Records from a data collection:

Segment Open

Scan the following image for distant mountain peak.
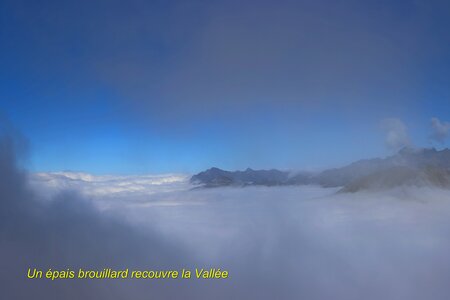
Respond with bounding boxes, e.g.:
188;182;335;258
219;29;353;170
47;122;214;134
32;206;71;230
191;147;450;192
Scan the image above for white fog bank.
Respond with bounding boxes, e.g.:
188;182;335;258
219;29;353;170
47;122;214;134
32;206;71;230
26;172;450;299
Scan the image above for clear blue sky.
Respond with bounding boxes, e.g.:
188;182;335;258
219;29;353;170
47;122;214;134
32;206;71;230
1;0;450;174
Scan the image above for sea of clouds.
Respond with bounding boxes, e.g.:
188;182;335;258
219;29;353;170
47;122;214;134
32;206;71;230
4;133;450;299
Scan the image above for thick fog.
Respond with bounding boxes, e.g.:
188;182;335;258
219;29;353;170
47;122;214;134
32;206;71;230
3;133;450;299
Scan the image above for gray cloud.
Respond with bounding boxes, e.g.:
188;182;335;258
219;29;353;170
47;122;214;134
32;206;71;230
0;129;201;299
3;0;449;124
380;118;411;151
430;117;450;144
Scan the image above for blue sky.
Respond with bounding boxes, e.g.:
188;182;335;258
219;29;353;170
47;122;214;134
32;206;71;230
1;0;450;174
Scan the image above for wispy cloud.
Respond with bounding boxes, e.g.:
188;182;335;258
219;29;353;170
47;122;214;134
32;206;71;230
430;117;450;144
30;172;189;197
380;118;411;151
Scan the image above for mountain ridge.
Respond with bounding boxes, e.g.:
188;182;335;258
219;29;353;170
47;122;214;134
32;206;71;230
190;147;450;192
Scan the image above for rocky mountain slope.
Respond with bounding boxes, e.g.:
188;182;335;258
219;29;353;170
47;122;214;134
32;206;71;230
191;148;450;192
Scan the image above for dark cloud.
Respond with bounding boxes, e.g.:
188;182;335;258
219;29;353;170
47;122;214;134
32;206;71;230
0;126;201;299
100;0;436;121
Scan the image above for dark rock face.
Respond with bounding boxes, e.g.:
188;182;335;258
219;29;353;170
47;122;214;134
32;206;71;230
190;167;301;187
191;148;450;191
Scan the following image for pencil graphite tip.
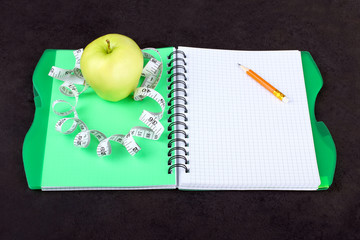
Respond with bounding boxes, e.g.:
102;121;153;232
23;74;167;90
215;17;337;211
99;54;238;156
238;64;249;72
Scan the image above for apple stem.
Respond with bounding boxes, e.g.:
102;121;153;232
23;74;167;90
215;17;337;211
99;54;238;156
106;39;111;54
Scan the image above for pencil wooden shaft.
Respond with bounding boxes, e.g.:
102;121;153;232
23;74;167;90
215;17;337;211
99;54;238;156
247;70;276;93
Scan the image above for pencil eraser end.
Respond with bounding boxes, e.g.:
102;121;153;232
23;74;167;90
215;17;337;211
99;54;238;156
282;97;289;103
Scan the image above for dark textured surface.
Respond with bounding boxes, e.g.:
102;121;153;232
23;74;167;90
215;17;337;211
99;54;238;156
1;0;360;239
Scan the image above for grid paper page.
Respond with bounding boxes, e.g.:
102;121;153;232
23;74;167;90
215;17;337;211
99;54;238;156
178;47;320;190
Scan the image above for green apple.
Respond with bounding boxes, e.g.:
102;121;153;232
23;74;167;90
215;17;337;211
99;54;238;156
80;34;143;102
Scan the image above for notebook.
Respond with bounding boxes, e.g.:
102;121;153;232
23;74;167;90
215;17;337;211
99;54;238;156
22;46;336;191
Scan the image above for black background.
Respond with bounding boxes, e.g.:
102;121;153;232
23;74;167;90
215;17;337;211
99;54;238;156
1;0;359;239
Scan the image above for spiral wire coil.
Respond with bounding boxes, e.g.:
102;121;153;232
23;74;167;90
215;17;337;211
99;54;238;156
167;49;189;174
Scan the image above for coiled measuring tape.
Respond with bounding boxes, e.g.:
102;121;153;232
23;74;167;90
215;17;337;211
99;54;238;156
48;48;165;157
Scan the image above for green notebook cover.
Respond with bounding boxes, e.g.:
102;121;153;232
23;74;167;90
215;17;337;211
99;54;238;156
301;51;336;189
22;48;336;190
23;47;176;190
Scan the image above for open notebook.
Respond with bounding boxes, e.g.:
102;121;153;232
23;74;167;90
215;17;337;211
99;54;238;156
23;46;336;191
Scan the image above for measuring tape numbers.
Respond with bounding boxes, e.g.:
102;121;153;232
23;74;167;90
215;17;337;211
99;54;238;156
48;48;166;157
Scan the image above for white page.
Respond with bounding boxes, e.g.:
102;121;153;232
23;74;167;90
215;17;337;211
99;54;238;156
177;47;320;190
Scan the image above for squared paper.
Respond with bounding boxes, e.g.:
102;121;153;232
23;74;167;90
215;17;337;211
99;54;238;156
178;47;320;190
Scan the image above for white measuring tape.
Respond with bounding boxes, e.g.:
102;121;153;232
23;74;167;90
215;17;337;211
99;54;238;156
48;48;165;157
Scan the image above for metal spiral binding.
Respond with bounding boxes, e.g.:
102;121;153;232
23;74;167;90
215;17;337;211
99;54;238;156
167;48;189;174
167;58;186;67
168;164;189;174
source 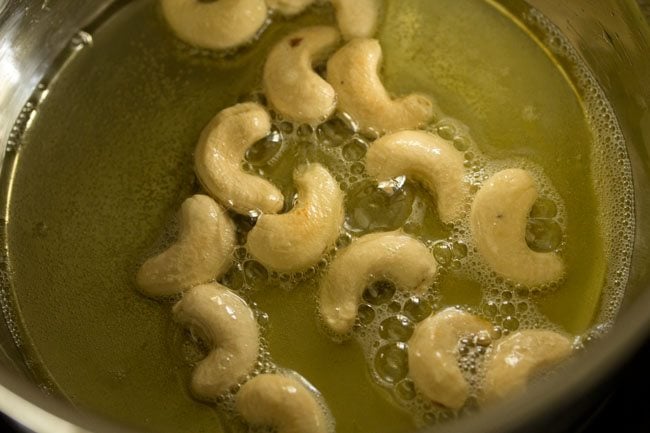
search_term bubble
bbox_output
[451,241,468,259]
[526,219,563,252]
[475,331,492,347]
[499,301,516,316]
[357,304,376,325]
[433,241,453,266]
[374,342,409,384]
[395,379,417,401]
[436,123,456,140]
[363,280,397,305]
[317,117,353,147]
[246,128,283,166]
[342,137,368,161]
[379,315,415,341]
[453,136,471,151]
[220,268,245,290]
[346,180,415,233]
[403,296,432,322]
[502,316,520,332]
[530,197,558,218]
[244,260,269,284]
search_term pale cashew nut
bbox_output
[319,230,438,335]
[236,372,331,433]
[331,0,380,40]
[408,308,492,409]
[470,168,564,286]
[195,103,284,215]
[136,195,236,297]
[246,163,344,273]
[172,283,260,400]
[482,329,572,402]
[161,0,268,51]
[326,39,434,135]
[366,131,468,223]
[264,26,340,124]
[266,0,316,16]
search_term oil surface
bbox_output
[0,0,633,432]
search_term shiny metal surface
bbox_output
[0,1,648,432]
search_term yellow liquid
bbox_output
[0,0,632,432]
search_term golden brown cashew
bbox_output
[267,0,316,16]
[236,373,331,433]
[408,308,492,409]
[246,163,344,273]
[319,230,437,335]
[161,0,268,51]
[331,0,380,40]
[483,329,572,402]
[366,131,468,223]
[470,169,564,286]
[136,195,236,297]
[195,103,284,215]
[326,39,434,135]
[173,283,260,400]
[264,26,340,124]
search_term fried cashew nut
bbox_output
[264,26,340,124]
[136,195,236,297]
[267,0,316,16]
[247,163,344,273]
[319,231,437,335]
[326,39,434,135]
[483,329,572,402]
[172,283,260,400]
[470,169,564,286]
[331,0,380,40]
[195,103,284,215]
[161,0,268,51]
[408,308,492,409]
[366,131,468,223]
[236,373,331,433]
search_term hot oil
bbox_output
[0,0,633,432]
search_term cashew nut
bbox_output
[236,372,331,433]
[160,0,268,51]
[195,103,284,215]
[366,131,468,223]
[264,26,340,124]
[172,283,260,400]
[408,308,492,409]
[326,39,434,135]
[331,0,380,40]
[319,230,438,335]
[246,163,344,273]
[266,0,316,16]
[470,169,564,286]
[482,329,572,402]
[136,195,236,297]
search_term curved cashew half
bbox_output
[331,0,380,40]
[326,39,434,135]
[264,26,340,124]
[236,373,331,433]
[136,195,236,297]
[408,308,492,409]
[267,0,316,16]
[195,103,284,215]
[172,283,260,400]
[483,329,572,402]
[366,131,468,223]
[470,169,564,286]
[319,230,437,335]
[247,163,344,273]
[161,0,268,51]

Segment Closed

Reproduce the entries above without change, omitting all pictures.

Scan the following image for distant mountain peak.
Respond with bounding boxes, e.g.:
188;182;335;258
219;29;353;170
47;122;214;134
32;206;71;230
191;147;450;192
Scan the image above for white fog bank.
Respond with bounding boxes, e.g.:
188;182;335;258
219;29;353;170
47;122;214;134
32;206;71;230
26;172;450;299
Scan the image above for clear blue sky.
Respond with bounding boxes, e.g.:
188;182;335;258
219;29;353;170
47;122;214;134
32;206;71;230
1;0;450;174
Scan the image above for sea of clouds.
Respond with bounding boxes, e.g.:
188;182;335;258
219;29;353;170
47;122;214;134
32;206;71;230
4;133;450;299
Scan the image above for thick fog.
Respond with bounding boxes, e.g.:
188;182;335;258
219;29;353;170
47;122;214;134
32;206;71;230
3;133;450;299
Scan the image above for gray cloud.
Respond with bounding boxes, e.g.:
188;182;335;258
219;29;353;170
47;122;214;134
32;206;71;230
0;129;201;299
3;0;449;124
380;118;411;151
430;117;450;144
Scan the image above for blue sky.
Respond with bounding boxes, e.g.:
188;182;335;258
219;29;353;170
47;122;214;134
32;206;71;230
1;0;450;174
Scan the image above for wispy cloud.
Respond with bounding boxes, e.g.:
188;182;335;258
219;29;353;170
47;122;214;134
32;206;71;230
430;117;450;144
30;172;189;197
380;118;411;151
Scan the image above for mountain ridge.
Respond with bounding boxes, e.g.:
188;182;335;258
219;29;353;170
47;122;214;134
32;206;71;230
190;147;450;192
Scan the image above for rocky mountain slope.
Respond with bounding boxes, e.g.:
188;182;335;258
219;29;353;170
47;122;214;134
32;206;71;230
191;148;450;192
Scan the image above for dark cloud.
Respond with bounding boxes, e.g.:
188;182;335;258
219;29;353;170
47;122;214;134
32;206;71;230
0;126;201;299
100;0;436;121
Scan the image above for dark rock face.
Respond with bounding boxes, e.g.:
188;182;335;258
219;29;353;170
47;122;214;134
32;206;71;230
190;167;301;187
191;148;450;191
Scan the following image for pencil graphite tip.
Respond with bounding boxes, e.g.:
102;121;153;232
23;74;167;90
215;17;337;211
99;54;238;156
238;64;249;72
Scan the image above for apple stem.
Respond with bounding boxes, e.g.:
102;121;153;232
23;74;167;90
215;17;337;211
99;54;238;156
106;39;111;54
Scan the image above for pencil wooden shaft.
Respond with bounding boxes, e.g.:
102;121;153;232
23;74;167;90
215;17;337;211
99;54;238;156
247;70;276;93
Scan the image above for pencil eraser end.
Respond with bounding boxes, e.g.:
102;121;153;232
23;74;167;90
215;17;337;211
99;54;238;156
282;97;289;103
Scan the image above for dark textured surface.
Respond with bounding boxes, e.g.:
102;121;153;232
23;74;167;90
215;17;337;211
99;54;238;156
1;0;360;239
Scan the image above for grid paper page.
Respond with bounding boxes, e.g.:
102;121;153;232
23;74;167;90
215;17;337;211
99;54;238;156
178;47;320;190
Scan the image above for green apple.
Respond with bounding boxes, e.g.:
102;121;153;232
23;74;167;90
215;17;337;211
99;54;238;156
80;34;143;102
Scan the image above for notebook.
Respond with bounding boxes, e.g.:
102;121;153;232
23;74;167;90
215;17;337;211
99;54;238;156
22;46;336;191
Scan the image above for black background.
Respond with bounding boxes, e.g.:
102;121;153;232
23;74;167;90
215;17;337;211
99;54;238;156
1;0;359;239
Scan the image above for spiral wire coil.
Respond with bounding boxes, e.g.:
102;121;153;232
23;74;167;90
215;17;337;211
99;54;238;156
167;49;189;174
Scan the image above for coiled measuring tape.
Respond with bounding boxes, e.g.:
102;121;153;232
23;74;167;90
215;17;337;211
99;54;238;156
48;48;165;157
Scan the image above for green notebook cover.
Respond with bounding boxes, e.g.:
102;121;153;232
23;74;167;90
215;17;337;211
99;54;238;156
301;51;336;189
22;48;336;190
23;47;176;190
Scan the image above for open notebook.
Respond with bounding boxes, e.g.:
102;121;153;232
23;74;167;90
215;17;337;211
99;54;238;156
23;46;336;191
Scan the image above for measuring tape numbers.
Respond with bounding boxes, e.g.:
102;121;153;232
23;74;167;90
215;17;337;211
99;54;238;156
48;48;166;157
Scan the image above for white page.
Respond with bounding boxes, e.g.:
102;121;153;232
23;74;167;90
215;17;337;211
99;54;238;156
177;47;320;190
Scan the image above for squared paper.
Respond with bounding boxes, e.g.:
102;121;153;232
23;74;167;90
215;17;337;211
99;54;238;156
178;47;320;190
Scan the image above for white measuring tape.
Respond with bounding boxes, e.g.:
102;121;153;232
23;74;167;90
215;17;337;211
99;54;238;156
48;48;165;157
Scan the image above for metal spiral binding.
Respond with bounding boxes, e.g.:
102;121;153;232
23;74;167;90
215;17;337;211
99;54;238;156
167;48;189;174
167;58;186;67
168;164;189;174
source 
search_term bubble
bbox_output
[451,241,468,259]
[526,219,563,252]
[475,331,492,347]
[499,301,516,316]
[357,304,376,325]
[433,241,453,266]
[374,342,409,384]
[395,379,417,401]
[436,123,456,140]
[363,280,397,305]
[317,117,353,147]
[246,128,283,166]
[342,137,368,161]
[379,315,415,341]
[453,136,471,151]
[220,268,245,290]
[346,180,415,233]
[403,296,432,322]
[502,316,520,332]
[530,197,558,218]
[244,260,269,284]
search_term pale cashew nut
bbox_output
[319,230,438,335]
[236,372,331,433]
[331,0,380,40]
[408,308,492,409]
[470,168,564,286]
[195,103,284,215]
[136,195,236,297]
[246,163,344,273]
[172,283,260,400]
[482,329,572,402]
[161,0,268,51]
[326,39,434,135]
[366,131,468,223]
[264,26,340,124]
[266,0,316,16]
search_term oil surface
bbox_output
[0,0,633,432]
search_term shiny metal surface
bbox_output
[0,1,648,432]
search_term yellow liquid
bbox_output
[0,0,632,432]
search_term golden brown cashew
bbox_output
[267,0,316,16]
[236,373,331,433]
[408,308,492,409]
[246,163,344,273]
[319,230,437,335]
[161,0,268,51]
[331,0,380,40]
[483,329,572,402]
[366,131,468,223]
[470,169,564,286]
[136,195,236,297]
[195,103,284,215]
[326,39,434,135]
[173,283,260,400]
[264,26,340,124]
search_term fried cashew nut
bbox_output
[264,26,340,124]
[136,195,236,297]
[267,0,316,16]
[247,163,344,273]
[319,231,437,335]
[326,39,434,135]
[483,329,572,402]
[172,283,260,400]
[470,169,564,286]
[331,0,380,40]
[195,103,284,215]
[161,0,268,51]
[408,308,492,409]
[366,131,468,223]
[236,373,331,433]
search_term hot oil
bbox_output
[0,0,633,432]
search_term cashew nut
bbox_output
[236,372,331,433]
[160,0,268,51]
[195,103,284,215]
[366,131,468,223]
[264,26,340,124]
[172,283,260,400]
[408,308,492,409]
[326,39,434,135]
[331,0,380,40]
[319,230,438,335]
[246,163,344,273]
[266,0,316,16]
[470,169,564,286]
[482,329,572,402]
[136,195,236,297]
search_term curved cashew half
bbox_output
[331,0,380,40]
[326,39,434,135]
[264,26,340,124]
[236,373,331,433]
[136,195,236,297]
[408,308,492,409]
[267,0,316,16]
[195,103,284,215]
[172,283,260,400]
[483,329,572,402]
[366,131,468,223]
[470,169,564,286]
[319,230,437,335]
[247,163,344,273]
[161,0,268,51]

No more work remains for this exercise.